### Selection
_ _ _ _ _

ITEM 2. MANAGEMENT’S DISCUSSION AND ANALYSIS OF FINANCIAL CONDITION AND RESULTS OF OPERATIONS

Results of Operations

Second Quarter 2003 Compared to Second Quarter 2002

     Revenues, net. Net revenues increased by $3.7 million, or 6.4%. The increase in net revenues was primarily due to a significant new customer, to the introduction of new products and to an increase in demand in all core customer channels. Sales to the new customer significantly increased the Company’s microwavable sandwich sales. The significant new product line introduced was the Chop House burger line, marketed primarily to restaurants. This new line added significant volume to the lower margin customer channel.

     Cost of goods sold. Cost of goods sold increased by $2.5 million, or 6.6%. As a percentage of revenues, cost of goods sold increased from 66.5% to 66.6%. This increase primarily was due to a change in product mix to lower margin products, offset by a decrease in beef and pork raw material prices and improved production efficiencies. Production efficiencies, including favorable material usage, were realized through process improvements combined with an increase in production volume spread over a stable fixed overhead base.

_ _ _ _ _

### Raw records
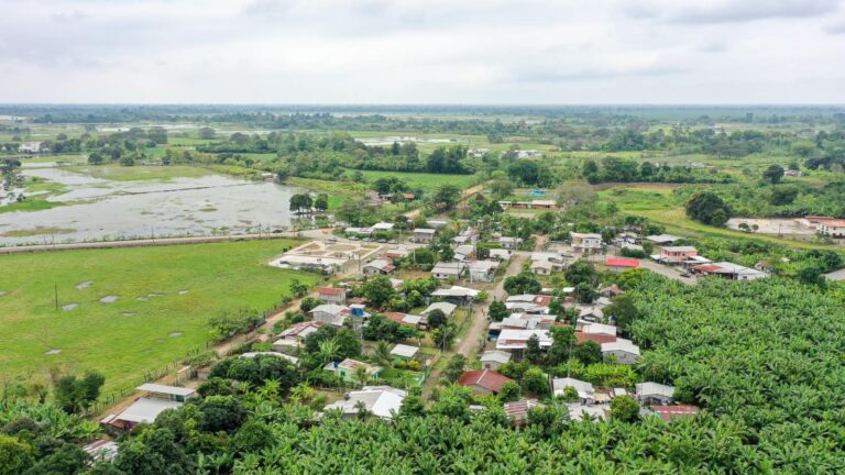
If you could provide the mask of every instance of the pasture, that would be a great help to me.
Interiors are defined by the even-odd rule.
[[[265,311],[290,280],[314,274],[270,267],[292,240],[64,251],[0,256],[3,378],[51,371],[106,376],[103,394],[136,385],[208,341],[224,311]],[[57,297],[57,299],[56,299]]]

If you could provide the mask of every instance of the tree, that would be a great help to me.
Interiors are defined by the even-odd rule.
[[[467,356],[456,353],[449,357],[449,362],[443,369],[443,377],[449,383],[454,383],[463,374],[463,368],[467,366]]]
[[[200,128],[199,137],[202,140],[215,140],[215,130],[211,128]]]
[[[623,295],[614,298],[611,305],[604,308],[604,314],[613,318],[619,331],[627,334],[630,331],[630,324],[637,319],[638,313],[637,308],[634,306],[634,299]]]
[[[314,208],[317,211],[326,212],[329,209],[329,196],[326,194],[317,195],[317,199],[314,200]]]
[[[582,281],[575,286],[575,300],[580,303],[592,303],[596,297],[599,297],[599,292],[591,284]]]
[[[523,376],[523,387],[529,393],[542,397],[549,394],[549,379],[542,369],[533,367]]]
[[[639,404],[632,396],[616,396],[611,400],[611,418],[623,422],[636,422],[639,420]]]
[[[446,317],[446,313],[443,313],[440,309],[435,309],[428,312],[428,316],[426,317],[426,320],[428,320],[428,327],[431,329],[439,329],[440,327],[445,325],[446,322],[449,320],[448,317]]]
[[[381,308],[396,295],[393,284],[387,276],[370,277],[361,286],[361,295],[370,300],[373,307]]]
[[[246,421],[249,413],[233,396],[210,396],[199,406],[201,429],[207,432],[234,432]]]
[[[595,266],[583,258],[570,264],[563,272],[563,276],[567,278],[567,281],[573,286],[578,286],[582,283],[594,286],[599,280]]]
[[[23,473],[32,465],[33,450],[18,438],[0,434],[0,475]]]
[[[502,321],[507,316],[511,314],[511,311],[507,309],[507,306],[505,305],[505,302],[501,300],[493,300],[492,302],[490,302],[487,314],[490,316],[490,319],[493,321]]]
[[[442,185],[429,197],[431,206],[437,211],[447,211],[454,208],[461,199],[461,188],[456,185]]]
[[[769,165],[769,167],[766,168],[766,170],[762,173],[762,178],[772,185],[779,184],[781,178],[783,178],[783,167],[777,164]]]
[[[513,402],[519,400],[523,395],[523,388],[516,382],[505,382],[502,385],[502,390],[498,393],[498,399],[502,402]]]
[[[602,346],[594,341],[579,343],[572,350],[572,356],[584,365],[591,365],[602,362]]]
[[[523,270],[515,276],[507,277],[504,287],[505,291],[511,295],[539,294],[542,289],[542,286],[530,270]]]
[[[422,400],[422,390],[419,386],[411,387],[408,395],[402,400],[399,418],[422,417],[426,415],[426,402]]]
[[[87,372],[81,379],[75,375],[63,376],[56,382],[53,397],[65,411],[78,413],[97,400],[103,383],[106,378],[97,372]]]
[[[687,216],[704,224],[722,227],[731,219],[731,208],[715,194],[702,191],[687,201]]]
[[[540,350],[540,339],[536,334],[528,338],[525,349],[525,358],[529,363],[539,365],[542,363],[542,351]]]

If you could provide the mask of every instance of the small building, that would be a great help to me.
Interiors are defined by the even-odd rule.
[[[431,269],[431,275],[440,280],[456,279],[459,280],[467,269],[467,264],[459,262],[439,262]]]
[[[518,401],[505,402],[505,417],[516,427],[524,426],[528,420],[528,412],[542,405],[537,399],[520,399]]]
[[[290,349],[296,350],[309,334],[319,330],[321,325],[322,323],[319,321],[295,323],[278,334],[278,339],[273,342],[273,350],[277,352],[284,352],[285,350]]]
[[[681,264],[699,255],[699,250],[693,246],[665,246],[660,247],[660,262]]]
[[[436,229],[430,228],[417,228],[414,230],[414,242],[421,244],[429,244],[435,240],[437,235]]]
[[[523,240],[520,238],[502,236],[498,239],[498,245],[506,250],[519,248],[522,244]]]
[[[338,287],[320,287],[317,289],[317,298],[326,303],[347,303],[347,290]]]
[[[456,261],[468,261],[475,253],[475,246],[472,244],[461,244],[454,248]]]
[[[584,307],[578,312],[578,319],[592,323],[601,323],[604,320],[604,311],[599,307]]]
[[[531,263],[531,274],[534,275],[551,275],[555,270],[555,264],[547,261],[534,261]]]
[[[410,361],[414,360],[414,356],[417,355],[417,352],[419,352],[419,346],[411,346],[411,345],[405,345],[405,344],[397,344],[396,346],[391,350],[391,354],[393,356],[396,356],[399,360],[404,361]]]
[[[396,266],[393,265],[393,261],[387,258],[373,259],[364,265],[364,275],[388,275],[396,270]]]
[[[607,265],[607,268],[611,272],[621,273],[623,270],[639,267],[639,261],[635,258],[607,257],[605,265]]]
[[[445,299],[456,305],[464,305],[474,300],[480,290],[475,290],[469,287],[452,286],[451,288],[437,289],[431,292],[431,297]]]
[[[498,339],[496,339],[496,350],[511,352],[515,360],[522,360],[523,353],[528,347],[528,340],[531,336],[537,336],[540,350],[548,350],[551,346],[552,340],[548,330],[503,329],[498,334]]]
[[[502,391],[502,386],[507,382],[514,380],[493,369],[474,369],[462,374],[457,383],[471,388],[478,395],[495,395]]]
[[[617,338],[615,342],[602,343],[602,356],[616,364],[633,365],[639,360],[639,346],[630,340]]]
[[[342,362],[332,362],[323,366],[323,369],[334,373],[339,378],[347,383],[361,383],[355,376],[358,368],[363,367],[366,371],[369,380],[378,379],[384,372],[381,366],[371,365],[352,358],[345,358]]]
[[[428,317],[429,313],[431,313],[435,310],[440,310],[446,314],[447,318],[452,317],[454,314],[454,310],[458,308],[454,303],[449,302],[434,302],[426,307],[425,310],[422,310],[422,316]]]
[[[682,238],[678,238],[677,235],[672,235],[672,234],[657,234],[657,235],[646,236],[646,241],[650,241],[657,245],[672,244],[680,241],[681,239]]]
[[[497,371],[500,366],[511,361],[511,353],[501,350],[487,350],[481,354],[481,367]]]
[[[364,386],[350,391],[343,399],[332,402],[323,411],[340,410],[343,417],[358,417],[361,407],[374,417],[393,419],[399,413],[402,401],[408,394],[391,386]]]
[[[471,281],[490,283],[496,277],[498,272],[498,262],[496,261],[472,261],[467,266]]]
[[[834,239],[845,238],[845,220],[824,220],[819,223],[819,232]]]
[[[594,254],[602,250],[602,235],[597,233],[570,233],[572,248],[577,252]]]
[[[740,266],[729,262],[720,262],[712,264],[703,264],[692,267],[692,272],[698,275],[710,276],[716,275],[731,280],[755,280],[758,278],[768,277],[769,275],[762,270],[755,268]]]
[[[383,316],[387,317],[388,319],[395,321],[396,323],[408,325],[408,327],[415,327],[420,329],[422,323],[422,317],[420,316],[414,316],[410,313],[402,313],[402,312],[384,312]]]
[[[100,423],[119,429],[132,429],[139,423],[153,423],[160,413],[167,409],[182,407],[186,400],[195,397],[197,391],[191,388],[165,386],[146,383],[136,388],[146,393],[119,413],[108,415]]]
[[[673,402],[674,388],[659,383],[637,383],[637,400],[646,406],[670,405]]]
[[[489,255],[490,258],[495,261],[507,261],[511,258],[511,251],[506,248],[492,248]]]
[[[320,323],[343,327],[349,317],[349,308],[337,303],[322,303],[311,309],[311,318]]]
[[[595,401],[595,389],[588,382],[575,378],[555,378],[551,380],[551,388],[555,396],[563,396],[567,388],[573,388],[578,393],[581,404],[590,405]]]
[[[658,416],[663,422],[671,422],[678,418],[693,418],[699,413],[699,408],[691,405],[678,406],[651,406],[655,416]]]

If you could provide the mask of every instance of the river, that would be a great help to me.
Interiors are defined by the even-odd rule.
[[[57,167],[25,167],[23,174],[64,185],[67,191],[48,201],[66,205],[0,213],[0,245],[281,229],[290,224],[290,196],[303,191],[213,174],[138,181],[95,178]]]

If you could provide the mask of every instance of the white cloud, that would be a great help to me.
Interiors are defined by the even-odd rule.
[[[0,0],[0,102],[844,102],[838,3]]]

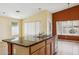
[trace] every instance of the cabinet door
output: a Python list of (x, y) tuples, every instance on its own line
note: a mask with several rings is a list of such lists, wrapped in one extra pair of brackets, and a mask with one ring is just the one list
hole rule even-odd
[(46, 55), (50, 55), (50, 44), (46, 46)]
[(45, 55), (45, 47), (42, 47), (42, 48), (39, 50), (39, 54), (40, 54), (40, 55)]
[(32, 55), (39, 55), (39, 50), (37, 50), (36, 52), (34, 52)]

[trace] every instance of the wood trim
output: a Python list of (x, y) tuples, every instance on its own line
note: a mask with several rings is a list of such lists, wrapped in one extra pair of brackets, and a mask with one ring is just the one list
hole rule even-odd
[(79, 41), (79, 36), (58, 35), (58, 39)]
[[(56, 35), (56, 21), (72, 21), (72, 20), (79, 20), (79, 5), (53, 13), (52, 14), (52, 34), (53, 36)], [(63, 36), (64, 37), (64, 36)], [(70, 36), (67, 36), (70, 37)], [(71, 36), (75, 40), (78, 40), (78, 37)], [(73, 38), (67, 38), (68, 40), (74, 40)], [(65, 39), (65, 38), (64, 38)]]
[(8, 55), (12, 55), (13, 54), (13, 46), (11, 43), (7, 43), (8, 44)]

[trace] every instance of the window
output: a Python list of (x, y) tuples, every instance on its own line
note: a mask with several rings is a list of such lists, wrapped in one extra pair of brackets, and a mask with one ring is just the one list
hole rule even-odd
[(24, 35), (33, 37), (40, 32), (40, 22), (29, 22), (24, 24)]
[(58, 21), (58, 35), (79, 35), (79, 20), (75, 21)]
[(11, 31), (12, 31), (12, 37), (13, 38), (18, 37), (18, 35), (19, 35), (19, 25), (17, 24), (17, 22), (12, 22)]

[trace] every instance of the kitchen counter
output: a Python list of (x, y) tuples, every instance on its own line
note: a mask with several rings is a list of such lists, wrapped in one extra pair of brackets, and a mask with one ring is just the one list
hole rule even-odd
[[(15, 47), (16, 50), (20, 47), (21, 47), (21, 49), (29, 48), (29, 50), (26, 49), (29, 51), (28, 53), (27, 52), (26, 53), (21, 52), (21, 53), (27, 54), (27, 55), (32, 55), (32, 54), (34, 54), (34, 52), (36, 50), (40, 49), (41, 47), (44, 47), (43, 51), (45, 51), (45, 53), (43, 53), (43, 54), (46, 54), (46, 44), (47, 44), (47, 41), (50, 39), (52, 39), (50, 41), (50, 42), (52, 42), (52, 41), (54, 41), (55, 38), (52, 36), (45, 37), (45, 38), (36, 38), (36, 37), (25, 38), (25, 37), (22, 37), (22, 38), (16, 38), (16, 39), (6, 39), (6, 40), (2, 40), (2, 41), (8, 43), (8, 54), (10, 54), (10, 55), (13, 54), (13, 47)], [(18, 47), (18, 48), (16, 48), (16, 47)], [(31, 51), (32, 49), (33, 49), (33, 52)], [(21, 54), (21, 53), (19, 51), (19, 53), (16, 53), (16, 54)], [(51, 53), (49, 53), (49, 54), (51, 54)]]

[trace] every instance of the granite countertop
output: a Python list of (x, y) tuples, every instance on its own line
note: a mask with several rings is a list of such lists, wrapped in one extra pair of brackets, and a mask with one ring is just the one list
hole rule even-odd
[(33, 46), (37, 43), (40, 43), (42, 41), (45, 41), (49, 38), (51, 38), (51, 37), (45, 37), (45, 38), (34, 38), (34, 37), (25, 38), (25, 37), (22, 37), (22, 38), (16, 38), (16, 39), (5, 39), (2, 41), (7, 42), (7, 43), (11, 43), (11, 44), (24, 46), (24, 47), (29, 47), (29, 46)]

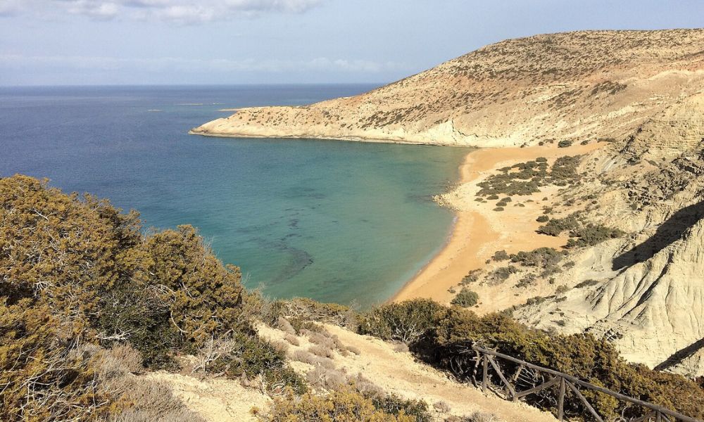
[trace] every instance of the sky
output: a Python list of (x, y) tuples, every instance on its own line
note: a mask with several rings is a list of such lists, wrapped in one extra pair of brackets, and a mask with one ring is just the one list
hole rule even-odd
[(0, 0), (0, 86), (384, 83), (507, 38), (703, 27), (703, 0)]

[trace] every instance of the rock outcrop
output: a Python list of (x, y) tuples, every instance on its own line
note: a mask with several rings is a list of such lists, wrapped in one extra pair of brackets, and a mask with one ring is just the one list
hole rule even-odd
[[(573, 288), (517, 316), (612, 340), (630, 360), (704, 375), (704, 95), (671, 105), (624, 141), (586, 156), (593, 220), (630, 234), (573, 253)], [(564, 212), (579, 208), (565, 207)]]
[(364, 94), (243, 108), (191, 133), (479, 147), (621, 139), (703, 82), (703, 30), (536, 35)]

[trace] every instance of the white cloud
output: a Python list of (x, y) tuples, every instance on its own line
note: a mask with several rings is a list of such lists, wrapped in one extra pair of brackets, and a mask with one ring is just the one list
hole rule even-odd
[(301, 13), (326, 0), (0, 0), (0, 16), (70, 13), (96, 20), (177, 23), (225, 20), (265, 13)]
[(379, 63), (366, 60), (232, 60), (196, 59), (174, 57), (119, 58), (86, 56), (32, 56), (0, 54), (0, 69), (22, 69), (40, 66), (44, 68), (71, 69), (80, 71), (125, 70), (139, 68), (149, 72), (335, 72), (374, 74), (389, 70), (406, 70), (408, 66), (394, 62)]

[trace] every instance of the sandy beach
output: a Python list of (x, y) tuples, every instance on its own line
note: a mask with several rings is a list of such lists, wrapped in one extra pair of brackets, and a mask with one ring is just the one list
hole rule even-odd
[[(558, 157), (583, 154), (605, 143), (591, 143), (558, 148), (553, 145), (527, 148), (480, 149), (467, 154), (460, 168), (459, 185), (441, 195), (438, 202), (455, 210), (456, 220), (444, 248), (391, 299), (401, 301), (428, 298), (448, 303), (455, 294), (448, 289), (457, 286), (467, 274), (482, 268), (497, 250), (508, 253), (531, 250), (543, 246), (559, 248), (566, 238), (536, 233), (541, 223), (536, 218), (542, 207), (551, 203), (558, 188), (542, 188), (532, 196), (514, 196), (504, 211), (494, 211), (496, 202), (475, 201), (478, 183), (496, 174), (497, 169), (517, 162), (545, 157), (548, 163)], [(547, 198), (547, 200), (544, 198)], [(524, 206), (518, 205), (522, 204)], [(473, 286), (479, 295), (480, 313), (505, 309), (524, 302), (528, 298), (513, 289), (501, 286)]]

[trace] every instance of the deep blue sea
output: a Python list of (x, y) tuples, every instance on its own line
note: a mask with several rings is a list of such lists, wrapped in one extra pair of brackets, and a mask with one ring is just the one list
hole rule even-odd
[(339, 141), (220, 139), (189, 129), (263, 105), (370, 85), (0, 88), (0, 177), (48, 177), (196, 226), (245, 283), (277, 298), (385, 300), (441, 248), (453, 215), (432, 202), (467, 150)]

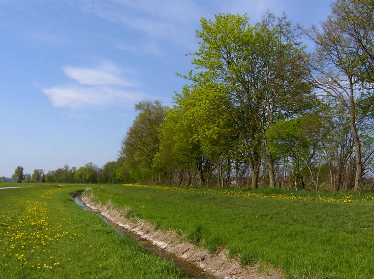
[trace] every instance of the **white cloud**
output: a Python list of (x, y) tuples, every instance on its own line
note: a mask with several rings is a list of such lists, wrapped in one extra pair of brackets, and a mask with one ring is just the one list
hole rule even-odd
[(134, 89), (134, 84), (121, 77), (119, 69), (110, 63), (94, 68), (67, 66), (63, 70), (68, 78), (77, 83), (42, 88), (55, 107), (77, 109), (132, 105), (145, 97), (145, 94)]
[(74, 109), (87, 106), (100, 107), (127, 102), (132, 104), (141, 98), (142, 95), (137, 92), (105, 86), (57, 86), (43, 89), (42, 91), (55, 107)]
[(119, 75), (119, 69), (110, 63), (105, 63), (98, 68), (66, 66), (63, 68), (66, 76), (84, 85), (115, 85), (134, 86)]

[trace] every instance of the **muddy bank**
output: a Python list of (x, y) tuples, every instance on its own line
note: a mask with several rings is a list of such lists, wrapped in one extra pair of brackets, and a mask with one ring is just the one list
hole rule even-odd
[(183, 242), (176, 233), (155, 230), (148, 222), (138, 220), (136, 221), (124, 218), (121, 211), (115, 208), (110, 202), (103, 204), (96, 201), (93, 194), (82, 195), (84, 203), (94, 211), (125, 228), (139, 237), (151, 242), (153, 245), (164, 249), (193, 264), (208, 274), (217, 278), (282, 278), (279, 270), (272, 270), (267, 274), (259, 274), (259, 266), (243, 267), (237, 260), (229, 259), (226, 251), (221, 251), (211, 255), (207, 250), (190, 243)]

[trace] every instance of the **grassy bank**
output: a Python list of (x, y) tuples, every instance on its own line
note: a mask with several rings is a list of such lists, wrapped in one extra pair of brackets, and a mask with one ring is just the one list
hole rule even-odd
[(0, 190), (1, 278), (180, 277), (170, 263), (76, 205), (69, 194), (84, 188)]
[(371, 196), (130, 185), (97, 186), (94, 193), (212, 253), (224, 247), (243, 264), (280, 267), (288, 277), (374, 274)]

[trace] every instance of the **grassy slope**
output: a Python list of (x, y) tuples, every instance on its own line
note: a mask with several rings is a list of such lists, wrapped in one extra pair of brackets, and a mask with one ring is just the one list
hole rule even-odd
[(179, 278), (69, 196), (82, 186), (0, 190), (0, 278)]
[(99, 186), (94, 192), (102, 201), (130, 206), (134, 214), (159, 227), (178, 230), (196, 242), (204, 238), (212, 251), (223, 246), (232, 256), (241, 255), (243, 262), (280, 267), (289, 277), (374, 274), (371, 201), (225, 196), (214, 191), (120, 186)]

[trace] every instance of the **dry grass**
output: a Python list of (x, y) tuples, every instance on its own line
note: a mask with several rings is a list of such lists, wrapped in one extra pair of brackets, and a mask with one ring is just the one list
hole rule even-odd
[[(276, 279), (284, 277), (281, 270), (268, 266), (264, 272), (264, 267), (258, 264), (249, 268), (243, 267), (237, 259), (229, 259), (226, 251), (219, 251), (211, 255), (207, 250), (183, 241), (183, 238), (175, 231), (156, 230), (154, 225), (147, 222), (127, 219), (124, 216), (128, 216), (131, 208), (119, 210), (110, 200), (106, 205), (98, 203), (92, 193), (83, 195), (82, 199), (87, 206), (100, 213), (112, 222), (149, 241), (153, 245), (208, 272), (216, 278)], [(260, 273), (260, 270), (263, 272)]]

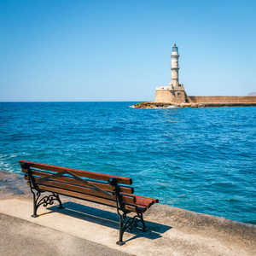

_ _ _ _ _

### Exercise tasks
[a] Using the financial discussion, answer these questions:
(i) By how many dollars did net revenues increase?
(ii) What was the name of the significant new product line?
(iii) Which raw material prices decreased?
[b] Transcribe the stretch of the financial discussion from "ITEM 2. MANAGEMENT’S" through "margin customer channel.".
[c] List every percentage figure that appears in the financial discussion.

### Solutions to the exercise
[a]
(i) $3.7 million
(ii) The Chop House burger line
(iii) Beef and pork

[b]
ITEM 2. MANAGEMENT’S DISCUSSION AND ANALYSIS OF FINANCIAL CONDITION AND RESULTS OF OPERATIONS

Results of Operations

Second Quarter 2003 Compared to Second Quarter 2002

     Revenues, net. Net revenues increased by $3.7 million, or 6.4%. The increase in net revenues was primarily due to a significant new customer, to the introduction of new products and to an increase in demand in all core customer channels. Sales to the new customer significantly increased the Company’s microwavable sandwich sales. The significant new product line introduced was the Chop House burger line, marketed primarily to restaurants. This new line added significant volume to the lower margin customer channel.

[c] 6.4%, 6.6%, 66.5%, 66.6%